> PROBLEM TO WORK ON: Please reproduce all the data exactly as written and omit the pictures.

(Dataset entries)

[Start of Attachment]

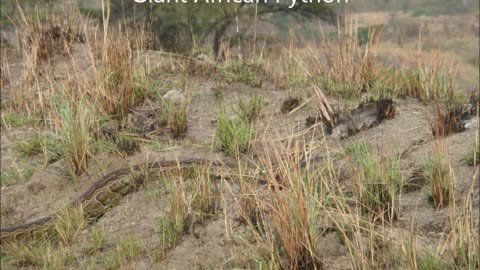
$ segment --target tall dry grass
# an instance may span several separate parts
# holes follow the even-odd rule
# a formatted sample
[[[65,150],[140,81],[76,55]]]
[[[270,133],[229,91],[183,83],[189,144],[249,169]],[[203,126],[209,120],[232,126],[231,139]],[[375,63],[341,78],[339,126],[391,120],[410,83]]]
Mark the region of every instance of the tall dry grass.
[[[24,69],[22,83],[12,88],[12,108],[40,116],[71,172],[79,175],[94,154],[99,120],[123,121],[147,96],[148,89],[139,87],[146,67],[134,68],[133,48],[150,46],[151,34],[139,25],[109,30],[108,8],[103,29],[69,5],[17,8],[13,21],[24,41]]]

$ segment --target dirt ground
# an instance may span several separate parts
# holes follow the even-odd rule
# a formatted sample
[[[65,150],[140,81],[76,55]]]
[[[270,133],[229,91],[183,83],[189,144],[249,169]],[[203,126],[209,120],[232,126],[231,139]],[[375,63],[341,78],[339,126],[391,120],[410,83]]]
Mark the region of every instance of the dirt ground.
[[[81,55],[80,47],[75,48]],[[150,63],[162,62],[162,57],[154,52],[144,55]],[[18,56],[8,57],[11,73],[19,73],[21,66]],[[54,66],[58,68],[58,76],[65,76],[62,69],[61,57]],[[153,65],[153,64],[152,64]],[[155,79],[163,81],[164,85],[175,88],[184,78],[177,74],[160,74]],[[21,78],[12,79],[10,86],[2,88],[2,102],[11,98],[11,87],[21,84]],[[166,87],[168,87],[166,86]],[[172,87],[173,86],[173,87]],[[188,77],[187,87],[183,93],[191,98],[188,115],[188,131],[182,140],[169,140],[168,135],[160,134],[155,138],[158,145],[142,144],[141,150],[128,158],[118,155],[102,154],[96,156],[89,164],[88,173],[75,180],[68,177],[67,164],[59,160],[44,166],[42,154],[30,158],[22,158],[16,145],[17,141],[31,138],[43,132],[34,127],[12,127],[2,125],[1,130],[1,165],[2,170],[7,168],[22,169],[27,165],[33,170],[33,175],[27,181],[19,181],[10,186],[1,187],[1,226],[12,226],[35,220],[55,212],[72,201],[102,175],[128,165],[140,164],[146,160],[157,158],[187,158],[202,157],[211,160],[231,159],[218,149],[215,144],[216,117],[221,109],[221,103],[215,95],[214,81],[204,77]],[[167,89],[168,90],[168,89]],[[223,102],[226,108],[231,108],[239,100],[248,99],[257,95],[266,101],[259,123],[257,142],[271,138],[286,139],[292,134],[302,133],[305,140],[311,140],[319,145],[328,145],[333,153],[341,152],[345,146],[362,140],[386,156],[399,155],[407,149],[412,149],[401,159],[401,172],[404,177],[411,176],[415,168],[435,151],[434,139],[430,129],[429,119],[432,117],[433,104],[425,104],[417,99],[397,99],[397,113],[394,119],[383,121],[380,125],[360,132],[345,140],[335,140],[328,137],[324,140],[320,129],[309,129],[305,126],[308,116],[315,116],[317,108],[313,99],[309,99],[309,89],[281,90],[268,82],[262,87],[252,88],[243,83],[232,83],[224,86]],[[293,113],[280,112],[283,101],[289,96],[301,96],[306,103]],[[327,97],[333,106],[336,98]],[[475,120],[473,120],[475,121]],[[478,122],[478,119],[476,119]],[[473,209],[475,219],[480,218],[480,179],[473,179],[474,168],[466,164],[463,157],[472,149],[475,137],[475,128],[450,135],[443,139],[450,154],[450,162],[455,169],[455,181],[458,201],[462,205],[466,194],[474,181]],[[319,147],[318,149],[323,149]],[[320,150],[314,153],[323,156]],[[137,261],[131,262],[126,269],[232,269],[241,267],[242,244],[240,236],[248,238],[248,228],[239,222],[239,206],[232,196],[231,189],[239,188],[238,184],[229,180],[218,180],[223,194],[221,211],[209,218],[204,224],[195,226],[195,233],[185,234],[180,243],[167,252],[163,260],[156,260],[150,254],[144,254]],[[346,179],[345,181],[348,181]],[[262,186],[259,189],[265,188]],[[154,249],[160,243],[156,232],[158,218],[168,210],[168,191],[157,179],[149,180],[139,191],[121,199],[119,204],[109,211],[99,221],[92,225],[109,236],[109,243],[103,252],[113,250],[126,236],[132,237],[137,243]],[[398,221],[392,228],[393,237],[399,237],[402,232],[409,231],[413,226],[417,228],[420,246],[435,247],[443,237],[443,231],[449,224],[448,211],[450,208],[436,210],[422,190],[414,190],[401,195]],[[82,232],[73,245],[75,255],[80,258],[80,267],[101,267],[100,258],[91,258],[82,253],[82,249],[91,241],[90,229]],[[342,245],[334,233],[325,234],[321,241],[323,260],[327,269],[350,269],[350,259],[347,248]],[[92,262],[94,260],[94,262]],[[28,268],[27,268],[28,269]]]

[End of Attachment]

> FINISHED TASK:
$ segment --target tall dry grass
# an instance may span several separate parts
# holes follow the even-odd rule
# a formatted sample
[[[65,150],[140,81],[76,55]]]
[[[270,133],[229,91],[183,83],[189,144],[249,169]],[[203,126],[209,120],[232,126],[231,139]],[[375,63],[341,78],[339,126],[391,120],[410,83]]]
Mark the region of every instance of the tall dry grass.
[[[24,69],[22,83],[12,88],[12,108],[40,116],[71,172],[79,175],[94,154],[99,120],[123,121],[147,96],[148,89],[139,87],[146,67],[134,68],[133,48],[150,46],[151,34],[139,25],[109,30],[108,8],[103,29],[69,5],[17,8],[13,21],[24,41]]]

$ segment --target dirt ground
# an instance may span several separate parts
# holes follow the even-odd rule
# a formatted sample
[[[65,150],[140,81],[76,55]]]
[[[270,133],[229,91],[183,83],[189,144],[249,169]],[[203,126],[209,120],[232,126],[231,139]],[[375,63],[341,78],[339,126],[391,120],[410,83]]]
Mark the region of every instance of the dirt ground.
[[[81,55],[80,47],[75,48]],[[150,63],[162,62],[162,57],[154,52],[144,55]],[[18,56],[8,57],[11,73],[19,73],[21,66]],[[54,66],[58,68],[58,76],[65,76],[62,69],[61,57]],[[153,65],[153,64],[152,64]],[[155,79],[163,81],[164,85],[175,88],[184,78],[177,74],[160,74]],[[21,78],[12,79],[10,86],[2,88],[2,102],[11,98],[11,87],[21,84]],[[166,87],[168,87],[166,86]],[[172,87],[173,86],[173,87]],[[188,77],[187,87],[183,93],[191,98],[188,115],[188,131],[182,140],[169,140],[168,135],[160,134],[155,138],[158,145],[142,144],[141,150],[128,158],[118,155],[102,154],[96,156],[89,164],[88,173],[75,180],[68,177],[67,164],[59,160],[44,166],[42,154],[30,158],[22,158],[16,145],[17,141],[31,138],[43,132],[34,127],[12,127],[2,125],[1,130],[1,165],[2,170],[7,168],[22,169],[27,165],[33,170],[33,175],[27,181],[19,181],[10,186],[1,187],[1,226],[12,226],[35,220],[55,212],[72,201],[102,175],[128,165],[140,164],[146,160],[157,158],[187,158],[202,157],[211,160],[231,159],[218,149],[215,144],[216,117],[221,109],[221,103],[215,95],[214,81],[204,77]],[[167,89],[168,90],[168,89]],[[223,102],[226,108],[231,108],[239,100],[248,99],[257,95],[266,101],[259,123],[257,142],[271,138],[286,139],[292,134],[302,133],[305,140],[311,140],[319,145],[328,145],[333,153],[341,152],[345,146],[362,140],[386,156],[399,155],[407,149],[412,149],[401,159],[401,172],[404,177],[411,176],[415,168],[435,151],[434,139],[430,129],[429,119],[432,117],[433,104],[425,104],[417,99],[397,99],[397,113],[394,119],[383,121],[380,125],[360,132],[345,140],[335,140],[328,137],[324,140],[320,129],[309,129],[305,126],[308,116],[315,116],[317,108],[313,99],[309,99],[309,89],[281,90],[268,82],[262,87],[252,88],[243,83],[232,83],[224,86]],[[293,113],[280,112],[283,101],[289,96],[301,96],[306,103]],[[327,97],[333,106],[336,98]],[[475,120],[473,120],[475,121]],[[478,122],[478,119],[476,119]],[[473,209],[475,219],[480,218],[480,179],[473,179],[474,168],[466,164],[463,157],[472,149],[475,137],[475,128],[450,135],[443,139],[450,154],[450,162],[455,169],[455,181],[458,201],[462,205],[466,194],[474,181]],[[319,147],[318,149],[323,149]],[[320,150],[314,153],[323,156]],[[137,261],[131,262],[126,269],[232,269],[241,267],[242,244],[240,236],[248,238],[248,228],[239,222],[239,206],[232,196],[231,189],[239,188],[238,184],[229,180],[218,180],[223,194],[221,211],[209,218],[204,224],[195,226],[195,233],[185,234],[180,243],[167,252],[163,260],[156,260],[150,254],[144,254]],[[346,179],[345,181],[348,181]],[[262,186],[259,189],[265,188]],[[154,249],[160,243],[156,232],[158,218],[168,210],[168,191],[157,179],[149,180],[139,191],[121,199],[119,204],[109,211],[99,221],[92,225],[109,236],[109,243],[103,252],[113,250],[126,236],[132,237],[137,243]],[[398,221],[392,228],[393,237],[399,237],[402,232],[409,231],[413,226],[417,228],[420,246],[435,247],[443,237],[443,231],[449,224],[448,211],[450,208],[436,210],[422,190],[414,190],[401,195]],[[82,232],[73,245],[75,255],[80,258],[80,267],[101,267],[100,258],[91,258],[82,253],[82,249],[91,241],[90,229]],[[342,245],[334,233],[325,234],[321,241],[323,260],[327,269],[350,269],[350,259],[347,248]],[[92,262],[94,260],[94,262]],[[28,268],[27,268],[28,269]]]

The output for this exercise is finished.